- _Work to do_: Copy out the rows from the line containing "santa hat appears in the image." through the line containing "[286,235,406,298]", swapping "baby's" for "child's" and leaving everything else unchanged.

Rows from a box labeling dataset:
--------------------------------

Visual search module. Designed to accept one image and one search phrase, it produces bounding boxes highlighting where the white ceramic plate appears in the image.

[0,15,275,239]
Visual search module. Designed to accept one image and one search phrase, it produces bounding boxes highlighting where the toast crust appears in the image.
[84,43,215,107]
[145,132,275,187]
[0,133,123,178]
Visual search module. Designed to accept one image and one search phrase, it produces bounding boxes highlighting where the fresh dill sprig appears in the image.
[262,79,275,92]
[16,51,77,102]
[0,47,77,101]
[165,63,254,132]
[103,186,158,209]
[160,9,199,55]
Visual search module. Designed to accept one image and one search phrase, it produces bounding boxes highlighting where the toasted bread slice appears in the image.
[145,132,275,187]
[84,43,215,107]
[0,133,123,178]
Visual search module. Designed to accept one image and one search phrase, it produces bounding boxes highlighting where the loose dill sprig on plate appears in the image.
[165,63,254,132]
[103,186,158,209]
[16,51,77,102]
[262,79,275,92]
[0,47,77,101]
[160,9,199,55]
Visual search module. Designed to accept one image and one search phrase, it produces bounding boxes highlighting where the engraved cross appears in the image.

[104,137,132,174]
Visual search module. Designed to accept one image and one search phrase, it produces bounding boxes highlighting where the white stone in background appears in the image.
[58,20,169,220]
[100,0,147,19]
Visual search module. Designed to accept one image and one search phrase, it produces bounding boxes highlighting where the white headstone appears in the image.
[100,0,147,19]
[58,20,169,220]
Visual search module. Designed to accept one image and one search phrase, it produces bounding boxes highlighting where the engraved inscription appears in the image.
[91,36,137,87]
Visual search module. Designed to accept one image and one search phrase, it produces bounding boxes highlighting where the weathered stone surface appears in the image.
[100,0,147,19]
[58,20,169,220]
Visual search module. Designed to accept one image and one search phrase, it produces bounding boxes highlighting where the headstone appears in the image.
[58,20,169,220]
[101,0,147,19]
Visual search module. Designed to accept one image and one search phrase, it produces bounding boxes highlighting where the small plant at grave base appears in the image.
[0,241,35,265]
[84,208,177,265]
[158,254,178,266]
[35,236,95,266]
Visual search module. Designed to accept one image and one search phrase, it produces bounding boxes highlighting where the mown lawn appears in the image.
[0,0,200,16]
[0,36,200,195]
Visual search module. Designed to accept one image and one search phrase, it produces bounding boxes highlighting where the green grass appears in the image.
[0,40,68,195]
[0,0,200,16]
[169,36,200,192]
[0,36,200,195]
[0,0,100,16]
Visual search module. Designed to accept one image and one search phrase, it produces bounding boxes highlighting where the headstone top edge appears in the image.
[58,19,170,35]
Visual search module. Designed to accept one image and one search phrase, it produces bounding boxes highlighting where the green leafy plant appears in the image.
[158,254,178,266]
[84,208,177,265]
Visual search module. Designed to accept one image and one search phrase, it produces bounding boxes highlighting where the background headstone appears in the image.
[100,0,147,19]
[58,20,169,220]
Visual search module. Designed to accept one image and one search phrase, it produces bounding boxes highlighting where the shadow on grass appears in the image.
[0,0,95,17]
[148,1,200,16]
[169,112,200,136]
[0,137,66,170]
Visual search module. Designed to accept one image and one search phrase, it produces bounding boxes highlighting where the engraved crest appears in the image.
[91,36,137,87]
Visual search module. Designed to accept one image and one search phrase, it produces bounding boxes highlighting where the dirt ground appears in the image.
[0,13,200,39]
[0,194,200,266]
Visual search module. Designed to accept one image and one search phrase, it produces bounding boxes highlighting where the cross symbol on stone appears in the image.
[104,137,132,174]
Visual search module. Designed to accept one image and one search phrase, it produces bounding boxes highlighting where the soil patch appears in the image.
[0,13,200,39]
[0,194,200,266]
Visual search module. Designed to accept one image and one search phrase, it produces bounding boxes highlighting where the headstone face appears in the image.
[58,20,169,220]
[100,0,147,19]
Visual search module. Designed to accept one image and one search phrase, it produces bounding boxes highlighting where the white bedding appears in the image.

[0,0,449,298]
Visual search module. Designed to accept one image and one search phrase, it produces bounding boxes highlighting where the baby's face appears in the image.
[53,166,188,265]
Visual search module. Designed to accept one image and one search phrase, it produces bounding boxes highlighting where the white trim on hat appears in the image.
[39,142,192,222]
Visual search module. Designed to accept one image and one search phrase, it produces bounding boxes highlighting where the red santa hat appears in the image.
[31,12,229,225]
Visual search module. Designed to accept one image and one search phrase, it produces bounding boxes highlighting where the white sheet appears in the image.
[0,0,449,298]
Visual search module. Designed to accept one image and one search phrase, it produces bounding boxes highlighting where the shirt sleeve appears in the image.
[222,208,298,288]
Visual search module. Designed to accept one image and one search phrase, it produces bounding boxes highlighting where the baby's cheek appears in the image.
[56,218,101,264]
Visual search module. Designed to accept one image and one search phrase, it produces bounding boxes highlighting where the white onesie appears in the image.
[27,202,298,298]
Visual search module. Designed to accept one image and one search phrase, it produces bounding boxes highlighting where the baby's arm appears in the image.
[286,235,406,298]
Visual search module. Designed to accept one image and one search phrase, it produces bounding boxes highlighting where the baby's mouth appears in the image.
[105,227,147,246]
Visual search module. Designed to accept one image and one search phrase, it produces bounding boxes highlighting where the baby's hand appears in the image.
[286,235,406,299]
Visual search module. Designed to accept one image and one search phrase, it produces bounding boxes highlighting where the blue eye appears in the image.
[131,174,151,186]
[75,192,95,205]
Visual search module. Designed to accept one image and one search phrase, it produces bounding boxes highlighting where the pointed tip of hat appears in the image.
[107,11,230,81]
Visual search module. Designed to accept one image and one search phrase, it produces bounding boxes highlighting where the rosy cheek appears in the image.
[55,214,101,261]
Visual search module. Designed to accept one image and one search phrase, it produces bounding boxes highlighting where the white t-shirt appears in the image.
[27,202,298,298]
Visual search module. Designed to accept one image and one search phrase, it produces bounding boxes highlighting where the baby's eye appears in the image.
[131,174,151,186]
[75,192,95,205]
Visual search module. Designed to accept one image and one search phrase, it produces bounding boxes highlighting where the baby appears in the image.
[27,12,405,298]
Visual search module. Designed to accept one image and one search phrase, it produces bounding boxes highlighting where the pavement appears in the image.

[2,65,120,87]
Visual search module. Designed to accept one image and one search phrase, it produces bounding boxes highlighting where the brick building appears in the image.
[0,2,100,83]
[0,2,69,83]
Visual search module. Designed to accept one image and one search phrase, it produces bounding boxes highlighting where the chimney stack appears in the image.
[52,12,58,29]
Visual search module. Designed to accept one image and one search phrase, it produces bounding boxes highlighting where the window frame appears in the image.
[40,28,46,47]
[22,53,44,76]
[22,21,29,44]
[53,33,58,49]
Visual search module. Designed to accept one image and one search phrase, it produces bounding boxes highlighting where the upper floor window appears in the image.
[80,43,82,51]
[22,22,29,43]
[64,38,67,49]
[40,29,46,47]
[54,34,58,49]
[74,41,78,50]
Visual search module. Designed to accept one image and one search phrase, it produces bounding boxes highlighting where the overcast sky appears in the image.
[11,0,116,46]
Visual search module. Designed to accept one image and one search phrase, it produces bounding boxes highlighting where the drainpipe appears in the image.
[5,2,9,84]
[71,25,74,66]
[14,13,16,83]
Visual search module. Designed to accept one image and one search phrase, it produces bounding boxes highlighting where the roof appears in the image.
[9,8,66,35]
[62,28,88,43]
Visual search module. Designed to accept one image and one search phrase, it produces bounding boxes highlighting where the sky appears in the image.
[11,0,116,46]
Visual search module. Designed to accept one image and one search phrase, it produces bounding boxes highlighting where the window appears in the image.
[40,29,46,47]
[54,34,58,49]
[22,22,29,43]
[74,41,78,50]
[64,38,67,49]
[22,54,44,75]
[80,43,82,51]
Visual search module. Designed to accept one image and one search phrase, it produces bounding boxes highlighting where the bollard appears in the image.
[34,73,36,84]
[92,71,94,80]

--------------------------------

- _The response_:
Visual search module. Designed to accept one image and one search phrase, it produces bounding boxes highlighting where the red santa hat appears in the image.
[31,12,229,225]
Visual search module. Designed to accept one image and one search phrase, it produces bounding boxes highlighting where the white sheet appears in the image.
[0,0,449,298]
Visual search module. Designed to accept one image and one search phrase, it produces bounding boxes highlighting where the shirt sleeve appears in the image.
[222,208,298,288]
Visual search module. Designed to accept one image and one search phrase, it produces bounding boxes highlighting where the child's cheek appears in the image.
[56,218,101,264]
Visual search module. Designed to accept one image and one search phrase, it produces bounding boxes highlighting where the white onesie appears in the image.
[27,202,298,298]
Visual search module. Designed to accept one image and one search phrase, it produces bounding boxes highlighting where the child's arm appears in the image.
[286,235,406,298]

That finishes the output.